• AIM OF THE TASK: All entries, exactly as written, should be output again.

• RECORDS FOR THE EXERCISE:
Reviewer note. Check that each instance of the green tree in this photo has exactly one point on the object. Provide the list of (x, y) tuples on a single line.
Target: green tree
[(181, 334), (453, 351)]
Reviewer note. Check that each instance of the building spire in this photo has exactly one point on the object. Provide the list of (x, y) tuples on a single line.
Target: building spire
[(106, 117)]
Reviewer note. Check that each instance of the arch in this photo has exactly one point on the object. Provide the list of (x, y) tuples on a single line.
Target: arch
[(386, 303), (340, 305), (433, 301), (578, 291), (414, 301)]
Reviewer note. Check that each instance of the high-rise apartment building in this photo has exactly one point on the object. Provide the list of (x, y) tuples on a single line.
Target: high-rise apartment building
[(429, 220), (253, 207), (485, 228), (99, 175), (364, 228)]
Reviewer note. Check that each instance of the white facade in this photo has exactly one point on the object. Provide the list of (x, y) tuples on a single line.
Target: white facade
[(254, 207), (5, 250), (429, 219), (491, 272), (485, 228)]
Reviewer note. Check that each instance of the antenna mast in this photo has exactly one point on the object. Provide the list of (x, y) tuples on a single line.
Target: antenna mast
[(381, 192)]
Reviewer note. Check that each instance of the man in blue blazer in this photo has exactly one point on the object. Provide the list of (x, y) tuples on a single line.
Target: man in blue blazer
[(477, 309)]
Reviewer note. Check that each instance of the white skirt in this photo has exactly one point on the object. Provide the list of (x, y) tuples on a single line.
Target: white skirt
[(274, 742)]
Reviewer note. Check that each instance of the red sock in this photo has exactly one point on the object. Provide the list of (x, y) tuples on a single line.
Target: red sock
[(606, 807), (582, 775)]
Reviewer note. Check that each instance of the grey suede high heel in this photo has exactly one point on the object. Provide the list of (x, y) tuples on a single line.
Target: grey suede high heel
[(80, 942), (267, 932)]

• FINISHED TASK:
Reviewer note. Check that each instance of the green tree in this photo has exactly one point on the object. Provide the list of (x, y) tuples on a single line.
Target: green tree
[(181, 334), (453, 351)]
Reviewer note. Check that each instance of the building spire in this photo has exactly one point on the object. Provide the list of (x, y) tuples on a single line.
Target: building spire
[(106, 117)]
Reviewer note. Check that each instance of the arch in this photo has exactly one point on the object. Provide the list of (x, y) tuples on a single line.
Target: arch
[(386, 303), (340, 305), (433, 301), (578, 291), (414, 301)]
Reviewer note. Check that each instance of the high-rise apartment building in this photo has exactly one point on the object. Provide the list of (x, y) tuples on a single line.
Target: high-rise apartment building
[(429, 220), (253, 207), (485, 228), (99, 175), (364, 228)]
Reviewer note. Check that each instance of the white facade in this photo has exactly one point on the object. Provide the list of (x, y) tuples on a single line.
Target: white facade
[(254, 207), (5, 250), (429, 219), (491, 272), (485, 228)]
Reviewer note. Check that each instance of the antenna mast in this photo has exactly one point on the object. Provide the list of (x, y) tuples on a single line.
Target: antenna mast
[(381, 192)]
Reviewer note. Check that each instance of the man in blue blazer in this photo has exactly one point on the object. Provide the list of (x, y) tuples on a single line.
Target: man in blue blazer
[(477, 309)]
Reviewer note. Check that each instance of the white skirt in this photo has exactly one point on the object. Provide the list of (x, y) tuples on a single line.
Target: white skirt
[(274, 742)]
Reviewer note. Check that each instance of the red sock in this photo has exactly one point on the object. Provide the list of (x, y) tuples on a single line.
Target: red sock
[(606, 807), (582, 775)]
Reviewer note. Check that each instance of the grey suede high heel in this photo has exactly one point on the object. Provide the list of (x, y) tuples on a single line.
Target: grey suede high heel
[(80, 942), (267, 932)]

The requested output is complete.